Items from a data source
= Beginning of Section =
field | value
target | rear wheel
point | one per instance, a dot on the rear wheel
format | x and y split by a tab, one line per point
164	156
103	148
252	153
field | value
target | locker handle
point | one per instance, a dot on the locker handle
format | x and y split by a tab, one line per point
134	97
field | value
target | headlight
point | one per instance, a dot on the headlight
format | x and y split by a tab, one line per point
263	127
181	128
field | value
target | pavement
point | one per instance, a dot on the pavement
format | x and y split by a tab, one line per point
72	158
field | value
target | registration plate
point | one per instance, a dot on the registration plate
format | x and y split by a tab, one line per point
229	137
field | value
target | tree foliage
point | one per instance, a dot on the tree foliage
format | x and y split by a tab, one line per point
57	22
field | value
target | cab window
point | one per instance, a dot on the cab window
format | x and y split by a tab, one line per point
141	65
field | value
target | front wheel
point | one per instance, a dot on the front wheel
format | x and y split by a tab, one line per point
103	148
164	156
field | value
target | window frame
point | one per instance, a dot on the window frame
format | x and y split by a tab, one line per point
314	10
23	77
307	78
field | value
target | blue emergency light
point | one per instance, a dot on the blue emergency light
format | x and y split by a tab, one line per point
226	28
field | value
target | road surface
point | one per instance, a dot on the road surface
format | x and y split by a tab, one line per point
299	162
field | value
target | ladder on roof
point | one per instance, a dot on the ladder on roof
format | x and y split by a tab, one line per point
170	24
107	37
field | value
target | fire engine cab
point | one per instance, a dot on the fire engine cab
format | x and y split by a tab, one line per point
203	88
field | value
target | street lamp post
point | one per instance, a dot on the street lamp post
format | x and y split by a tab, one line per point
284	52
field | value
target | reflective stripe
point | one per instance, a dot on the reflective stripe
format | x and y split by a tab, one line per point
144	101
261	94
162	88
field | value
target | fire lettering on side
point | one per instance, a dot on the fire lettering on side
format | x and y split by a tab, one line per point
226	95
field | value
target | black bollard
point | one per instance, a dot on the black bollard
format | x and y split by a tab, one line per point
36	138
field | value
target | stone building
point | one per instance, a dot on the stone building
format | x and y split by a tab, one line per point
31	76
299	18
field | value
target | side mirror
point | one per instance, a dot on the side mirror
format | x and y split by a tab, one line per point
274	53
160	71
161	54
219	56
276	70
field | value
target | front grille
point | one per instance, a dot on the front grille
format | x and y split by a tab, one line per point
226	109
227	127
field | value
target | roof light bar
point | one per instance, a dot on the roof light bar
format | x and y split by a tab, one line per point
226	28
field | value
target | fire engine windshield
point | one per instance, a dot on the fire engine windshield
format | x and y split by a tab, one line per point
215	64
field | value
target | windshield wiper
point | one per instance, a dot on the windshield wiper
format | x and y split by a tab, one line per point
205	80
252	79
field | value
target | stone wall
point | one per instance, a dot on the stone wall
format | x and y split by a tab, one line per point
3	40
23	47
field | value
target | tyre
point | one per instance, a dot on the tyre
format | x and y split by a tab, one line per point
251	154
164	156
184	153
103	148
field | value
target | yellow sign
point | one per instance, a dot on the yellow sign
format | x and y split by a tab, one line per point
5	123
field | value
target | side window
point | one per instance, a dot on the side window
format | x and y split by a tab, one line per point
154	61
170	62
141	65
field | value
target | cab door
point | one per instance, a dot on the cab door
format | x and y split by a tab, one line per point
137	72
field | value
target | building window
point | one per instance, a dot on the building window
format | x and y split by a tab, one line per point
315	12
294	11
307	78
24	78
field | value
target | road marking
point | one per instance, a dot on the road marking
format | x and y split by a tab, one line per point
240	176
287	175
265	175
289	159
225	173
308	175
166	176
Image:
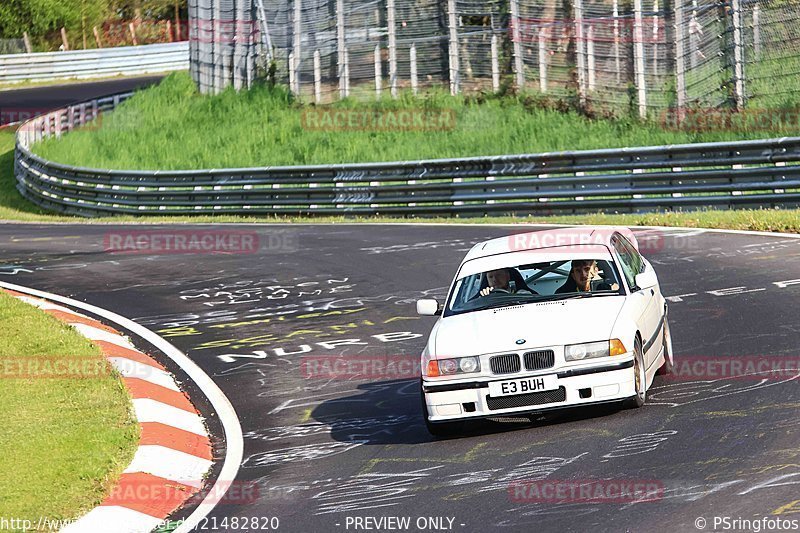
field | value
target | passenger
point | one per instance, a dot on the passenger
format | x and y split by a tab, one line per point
581	275
500	280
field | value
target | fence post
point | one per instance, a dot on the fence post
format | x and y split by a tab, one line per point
340	48
694	31
516	39
495	65
617	66
638	58
64	40
757	32
390	21
377	59
738	54
680	65
412	59
580	48
590	58
27	40
317	77
452	22
543	60
655	37
297	43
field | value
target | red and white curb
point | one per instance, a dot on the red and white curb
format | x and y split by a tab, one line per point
174	452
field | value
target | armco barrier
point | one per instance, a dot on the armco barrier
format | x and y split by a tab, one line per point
745	173
103	62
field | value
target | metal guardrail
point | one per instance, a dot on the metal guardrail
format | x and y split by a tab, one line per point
103	62
731	174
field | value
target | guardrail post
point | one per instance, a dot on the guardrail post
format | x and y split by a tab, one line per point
638	58
340	48
680	64
412	59
390	21
580	47
495	65
516	41
297	44
738	54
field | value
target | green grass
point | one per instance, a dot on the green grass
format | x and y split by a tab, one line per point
172	127
63	442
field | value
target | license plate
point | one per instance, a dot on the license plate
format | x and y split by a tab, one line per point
523	385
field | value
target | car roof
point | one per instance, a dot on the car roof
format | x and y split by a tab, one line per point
560	240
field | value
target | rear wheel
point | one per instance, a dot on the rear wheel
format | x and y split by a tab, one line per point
639	377
440	429
669	364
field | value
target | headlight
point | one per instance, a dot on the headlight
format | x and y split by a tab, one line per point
449	367
589	350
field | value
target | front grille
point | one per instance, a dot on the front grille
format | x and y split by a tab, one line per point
504	364
521	400
539	360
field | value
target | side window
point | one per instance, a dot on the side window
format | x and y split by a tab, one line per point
627	262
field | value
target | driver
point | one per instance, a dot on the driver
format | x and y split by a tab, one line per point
581	275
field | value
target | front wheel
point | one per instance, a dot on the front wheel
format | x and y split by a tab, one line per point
440	429
669	364
639	377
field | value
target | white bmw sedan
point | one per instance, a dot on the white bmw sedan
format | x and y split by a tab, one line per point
544	320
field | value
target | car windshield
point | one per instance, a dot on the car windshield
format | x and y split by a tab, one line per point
545	281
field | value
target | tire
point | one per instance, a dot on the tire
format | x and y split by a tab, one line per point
669	364
440	429
639	378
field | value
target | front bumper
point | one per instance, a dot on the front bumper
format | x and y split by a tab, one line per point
576	386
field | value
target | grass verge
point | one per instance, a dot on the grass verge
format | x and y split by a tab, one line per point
172	127
63	441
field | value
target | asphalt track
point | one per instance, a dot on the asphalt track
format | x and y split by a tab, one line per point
323	451
16	104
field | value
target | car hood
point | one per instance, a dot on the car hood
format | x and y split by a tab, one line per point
543	324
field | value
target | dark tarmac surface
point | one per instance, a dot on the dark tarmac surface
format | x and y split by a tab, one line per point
325	451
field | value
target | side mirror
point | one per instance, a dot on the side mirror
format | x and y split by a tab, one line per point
646	279
428	307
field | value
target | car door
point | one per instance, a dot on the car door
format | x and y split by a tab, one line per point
642	301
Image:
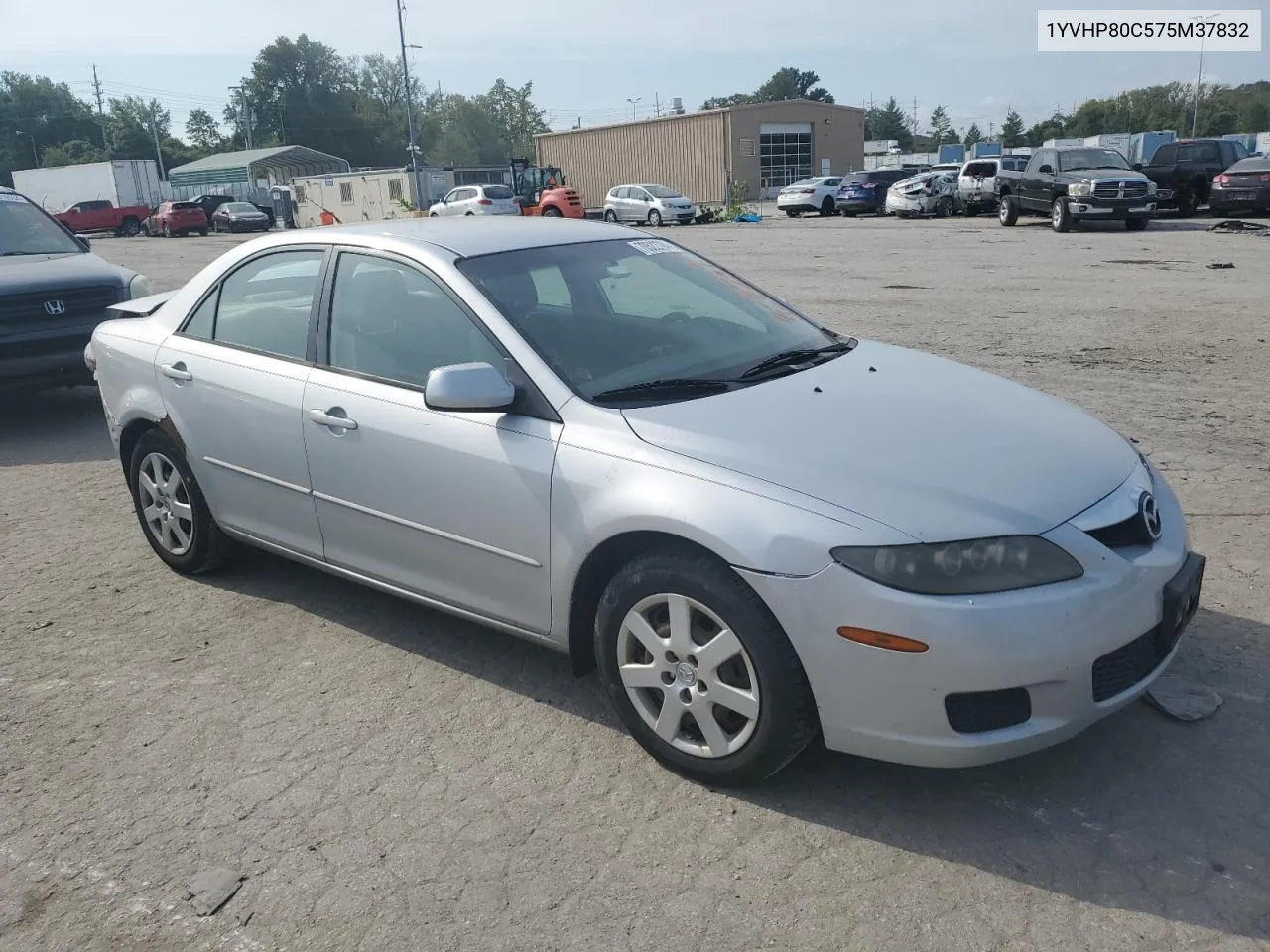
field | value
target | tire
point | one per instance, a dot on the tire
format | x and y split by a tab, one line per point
762	671
1007	212
1061	216
206	547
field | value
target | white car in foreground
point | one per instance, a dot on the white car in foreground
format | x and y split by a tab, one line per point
613	447
930	193
816	194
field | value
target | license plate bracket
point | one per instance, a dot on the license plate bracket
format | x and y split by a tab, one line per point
1180	602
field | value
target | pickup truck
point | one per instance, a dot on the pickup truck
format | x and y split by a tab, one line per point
54	293
1070	185
103	216
1184	171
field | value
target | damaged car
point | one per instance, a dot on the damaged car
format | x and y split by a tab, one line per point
931	193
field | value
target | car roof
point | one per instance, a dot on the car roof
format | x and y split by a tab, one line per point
467	238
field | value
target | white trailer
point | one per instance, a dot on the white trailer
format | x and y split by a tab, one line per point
122	181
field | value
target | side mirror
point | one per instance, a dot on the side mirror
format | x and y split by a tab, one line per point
471	388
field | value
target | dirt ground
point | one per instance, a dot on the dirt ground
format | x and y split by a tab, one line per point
389	778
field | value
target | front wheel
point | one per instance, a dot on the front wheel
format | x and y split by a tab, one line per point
1061	216
1007	212
699	671
172	509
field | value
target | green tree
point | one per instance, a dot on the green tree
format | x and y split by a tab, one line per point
203	132
942	128
1012	130
889	122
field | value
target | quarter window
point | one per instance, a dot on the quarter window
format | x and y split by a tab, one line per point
393	321
266	303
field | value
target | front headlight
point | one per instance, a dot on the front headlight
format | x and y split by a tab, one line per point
970	567
139	287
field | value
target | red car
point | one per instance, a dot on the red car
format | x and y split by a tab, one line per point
176	218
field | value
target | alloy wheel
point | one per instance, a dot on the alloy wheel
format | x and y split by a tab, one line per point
166	504
689	675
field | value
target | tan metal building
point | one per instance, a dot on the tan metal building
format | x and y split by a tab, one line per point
765	145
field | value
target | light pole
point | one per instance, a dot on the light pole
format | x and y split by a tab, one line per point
409	109
1199	72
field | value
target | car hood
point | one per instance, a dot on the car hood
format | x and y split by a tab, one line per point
56	272
933	448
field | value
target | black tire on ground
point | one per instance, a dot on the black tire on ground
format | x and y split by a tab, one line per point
209	547
786	720
1007	212
1061	216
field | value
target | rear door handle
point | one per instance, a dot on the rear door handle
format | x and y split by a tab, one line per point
327	417
177	371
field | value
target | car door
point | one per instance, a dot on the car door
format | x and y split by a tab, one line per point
232	382
449	506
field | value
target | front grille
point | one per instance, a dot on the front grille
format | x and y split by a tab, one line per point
982	711
1111	189
79	303
1119	670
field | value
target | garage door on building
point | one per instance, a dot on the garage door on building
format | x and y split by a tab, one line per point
785	154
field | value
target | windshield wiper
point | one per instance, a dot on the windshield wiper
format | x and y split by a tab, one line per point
790	358
667	388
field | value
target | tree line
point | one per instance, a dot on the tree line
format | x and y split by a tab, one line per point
305	91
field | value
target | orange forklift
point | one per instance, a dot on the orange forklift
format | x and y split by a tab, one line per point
541	190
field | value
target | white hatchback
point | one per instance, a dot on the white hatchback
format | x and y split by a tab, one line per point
476	199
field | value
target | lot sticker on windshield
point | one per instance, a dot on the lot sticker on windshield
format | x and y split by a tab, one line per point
654	246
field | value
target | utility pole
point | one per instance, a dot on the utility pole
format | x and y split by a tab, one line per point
154	131
409	108
100	111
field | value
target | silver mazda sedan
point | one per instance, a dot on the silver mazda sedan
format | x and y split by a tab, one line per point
757	529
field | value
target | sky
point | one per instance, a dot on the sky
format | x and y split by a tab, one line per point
587	60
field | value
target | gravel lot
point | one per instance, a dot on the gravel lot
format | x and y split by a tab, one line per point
389	778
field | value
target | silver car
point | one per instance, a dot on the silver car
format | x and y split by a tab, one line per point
476	199
648	204
757	529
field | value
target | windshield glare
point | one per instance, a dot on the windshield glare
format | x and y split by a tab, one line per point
612	313
1091	159
24	229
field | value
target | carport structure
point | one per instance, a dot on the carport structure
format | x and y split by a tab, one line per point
258	168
= End of Section =
Task to carry out
Report each line in the data above that holds the word "structure" by copying it.

Response area
target | carport structure
point | one per instance, a dot on the carport structure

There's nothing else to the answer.